ENUNCIADO → Transcribe sin cambios el pasaje del artículo sobre la nacionalidad que empieza con las palabras "El encanto y" y termina con "necesidad de papeles.".

FRAGMENTO DEL DOCUMENTO →
——

El encanto y desencanto de la nacionalidad
De:
Aníbal De Castro
En estos días del otoño que pinta colores inverosímiles en las copas de
los árboles, entonaba el espíritu con una dosis exacta de Richard Strauss,
compositor que evoca lo sublime con su música inspirada, y recordaba un
episodio que me devolvió al mundo terrenal de las complejidades detrás de las
características que definen la nacionalidad. No esas líneas estrechas que caben
en constituciones, leyes, arrebatos de tribunales y oenegés escandalosas, sino
señas que de inmediato revelan adscripción a un país sin necesidad de papeles.
En primera fila y junto a un querido amigo, nos deleitábamos con los
Lieder en el auditorio exquisito del Barbican Centre del Londres donde es
posible acudir a varios conciertos de música culta el mismo día. Al final, la
encopetada señora al lado nuestro, inglesa por demás, confió su grata sorpresa
por el magno regalo musical que habíamos recibido. Para ella, la música de
Strauss carecía de fuerza y en su opinión, más o menos, el alemán pertenecía a
la categoría de compositores menores. Su impresión original y la volta face al
escuchar la música calmada, profunda y legítimamente humana de la última
creación de Strauss no fueron mi causa de asombro, como comentara luego a mi
acompañante, sino que una británica osara dirigirse a un desconocido en una
sala de concierto. Y, además, colar sus emociones ante un extraño.
Al británico se le reconoce por su compostura, propiedad en el trato y
respeto a las convenciones. Hay la historia en broma sobre dos súbditos de la
reina varados en una isla por meses y que solo se dirigieron la palabra una vez
rescatados y a la mesa ya del capitán del barco salvador: no habían sido
presentados formalmente. Falso o estereotipado ese trozo del retrato inglés, lo
cierto es que hay rasgos comunes a la nación que confieren una especificidad
que al mismo tiempo es diferencia y definición. Difícil de describir porque no
siempre emerge como conducta, sino a menudo como sentimiento espontáneo cuando
se pulsan ciertas notas que nos conducen sin escala al origen, que nos apiñan
en el colectivo y con igual intensidad desencadenan orgullo, vergüenza,
nostalgia o alegría.
No somos dominicanos en oposición a otras nacionalidades, concretamente a
la vecina como se nos dice a menudo. Ni tampoco sirve el común denominador de
ariete para marginar al otro o colocarle al frente el sello de la inferioridad.
Nuestras reglas, escritas o no, nos describen e informan hacia dentro y fuera
cuáles son los atributos, defectos o piezas del rompecabezas ser dominicano. La
expresión política de la ecuación pertenece a cada Estado, consenso establecido
sin remilgos en La Haya en 1930. Antes que facilitarlo, los Estados han
dificultado el acceso a la nacionalidad. No se es británico o español por haber
nacido en el Reino Unido o en España, como tampoco haitiano todo el que ve la
primera luz en el oeste de la isla Española.

——

LISTADO DE DATOS →
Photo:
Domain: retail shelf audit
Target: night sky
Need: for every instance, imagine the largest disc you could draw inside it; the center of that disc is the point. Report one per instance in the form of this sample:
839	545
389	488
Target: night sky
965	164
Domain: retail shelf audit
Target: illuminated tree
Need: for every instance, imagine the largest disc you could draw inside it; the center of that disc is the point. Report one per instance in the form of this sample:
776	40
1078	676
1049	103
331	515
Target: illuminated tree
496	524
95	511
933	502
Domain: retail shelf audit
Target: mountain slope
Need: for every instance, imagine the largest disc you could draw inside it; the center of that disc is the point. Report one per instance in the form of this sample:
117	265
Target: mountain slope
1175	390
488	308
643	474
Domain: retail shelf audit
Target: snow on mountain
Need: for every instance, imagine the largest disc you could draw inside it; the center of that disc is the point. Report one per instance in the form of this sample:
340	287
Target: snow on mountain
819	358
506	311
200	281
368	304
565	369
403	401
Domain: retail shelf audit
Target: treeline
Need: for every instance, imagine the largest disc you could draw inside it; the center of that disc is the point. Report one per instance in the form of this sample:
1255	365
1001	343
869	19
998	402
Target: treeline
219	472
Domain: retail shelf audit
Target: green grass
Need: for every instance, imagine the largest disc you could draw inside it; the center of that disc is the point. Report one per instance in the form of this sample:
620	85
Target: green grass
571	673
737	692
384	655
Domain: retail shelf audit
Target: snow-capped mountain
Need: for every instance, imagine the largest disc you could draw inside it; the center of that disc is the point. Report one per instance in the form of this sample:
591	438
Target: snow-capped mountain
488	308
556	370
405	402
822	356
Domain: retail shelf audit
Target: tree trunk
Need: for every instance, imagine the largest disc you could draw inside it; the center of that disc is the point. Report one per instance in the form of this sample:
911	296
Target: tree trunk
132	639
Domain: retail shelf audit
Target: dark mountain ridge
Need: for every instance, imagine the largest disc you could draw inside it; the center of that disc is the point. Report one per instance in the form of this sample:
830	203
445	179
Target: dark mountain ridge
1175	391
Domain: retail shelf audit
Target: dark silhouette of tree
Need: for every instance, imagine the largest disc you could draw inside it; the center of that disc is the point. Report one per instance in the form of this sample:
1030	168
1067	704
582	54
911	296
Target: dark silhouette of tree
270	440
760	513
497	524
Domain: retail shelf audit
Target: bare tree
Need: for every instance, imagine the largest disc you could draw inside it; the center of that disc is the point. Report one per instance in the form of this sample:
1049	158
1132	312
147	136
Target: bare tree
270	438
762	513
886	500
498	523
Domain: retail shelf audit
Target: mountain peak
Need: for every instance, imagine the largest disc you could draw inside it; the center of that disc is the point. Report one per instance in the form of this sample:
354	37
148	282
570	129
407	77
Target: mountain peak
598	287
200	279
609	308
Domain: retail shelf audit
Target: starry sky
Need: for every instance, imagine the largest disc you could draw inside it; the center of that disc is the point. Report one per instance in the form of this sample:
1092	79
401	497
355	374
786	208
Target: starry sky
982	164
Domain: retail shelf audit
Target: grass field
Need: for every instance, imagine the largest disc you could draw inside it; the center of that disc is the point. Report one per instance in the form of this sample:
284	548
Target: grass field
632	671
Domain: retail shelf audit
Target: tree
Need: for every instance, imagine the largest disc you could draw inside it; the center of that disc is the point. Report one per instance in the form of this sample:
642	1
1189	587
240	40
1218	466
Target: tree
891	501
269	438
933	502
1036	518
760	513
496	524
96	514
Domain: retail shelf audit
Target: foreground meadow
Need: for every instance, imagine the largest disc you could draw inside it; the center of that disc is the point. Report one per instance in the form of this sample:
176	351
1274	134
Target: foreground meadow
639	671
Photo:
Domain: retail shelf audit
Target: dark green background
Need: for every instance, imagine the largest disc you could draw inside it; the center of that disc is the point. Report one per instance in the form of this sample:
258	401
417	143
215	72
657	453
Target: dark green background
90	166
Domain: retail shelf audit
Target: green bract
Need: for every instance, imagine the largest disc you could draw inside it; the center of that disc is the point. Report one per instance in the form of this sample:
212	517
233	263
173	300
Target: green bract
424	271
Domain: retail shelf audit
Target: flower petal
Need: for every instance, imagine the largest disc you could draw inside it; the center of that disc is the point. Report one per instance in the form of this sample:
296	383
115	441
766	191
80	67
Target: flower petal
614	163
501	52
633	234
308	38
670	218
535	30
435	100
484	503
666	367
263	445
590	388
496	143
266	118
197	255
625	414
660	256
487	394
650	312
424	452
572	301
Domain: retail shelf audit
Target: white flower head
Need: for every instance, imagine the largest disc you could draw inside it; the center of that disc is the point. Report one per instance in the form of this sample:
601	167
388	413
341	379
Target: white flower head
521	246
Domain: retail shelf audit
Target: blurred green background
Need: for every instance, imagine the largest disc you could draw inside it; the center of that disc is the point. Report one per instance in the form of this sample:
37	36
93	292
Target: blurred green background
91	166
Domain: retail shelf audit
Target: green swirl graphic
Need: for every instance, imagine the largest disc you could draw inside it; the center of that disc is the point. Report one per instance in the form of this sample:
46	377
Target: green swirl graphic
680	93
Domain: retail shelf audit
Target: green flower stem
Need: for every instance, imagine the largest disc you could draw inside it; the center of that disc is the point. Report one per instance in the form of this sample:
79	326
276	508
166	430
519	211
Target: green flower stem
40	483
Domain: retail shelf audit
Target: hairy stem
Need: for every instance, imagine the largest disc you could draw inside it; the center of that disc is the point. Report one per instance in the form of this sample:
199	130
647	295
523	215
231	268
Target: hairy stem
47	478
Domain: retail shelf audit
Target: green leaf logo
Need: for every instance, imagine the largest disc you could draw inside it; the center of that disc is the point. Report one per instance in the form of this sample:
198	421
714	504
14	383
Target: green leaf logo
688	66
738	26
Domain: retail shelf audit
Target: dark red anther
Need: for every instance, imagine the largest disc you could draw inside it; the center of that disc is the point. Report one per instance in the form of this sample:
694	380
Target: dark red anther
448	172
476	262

——

SOLUCIÓN →
El encanto y desencanto de la nacionalidad
De:
Aníbal De Castro
En estos días del otoño que pinta colores inverosímiles en las copas de
los árboles, entonaba el espíritu con una dosis exacta de Richard Strauss,
compositor que evoca lo sublime con su música inspirada, y recordaba un
episodio que me devolvió al mundo terrenal de las complejidades detrás de las
características que definen la nacionalidad. No esas líneas estrechas que caben
en constituciones, leyes, arrebatos de tribunales y oenegés escandalosas, sino
señas que de inmediato revelan adscripción a un país sin necesidad de papeles.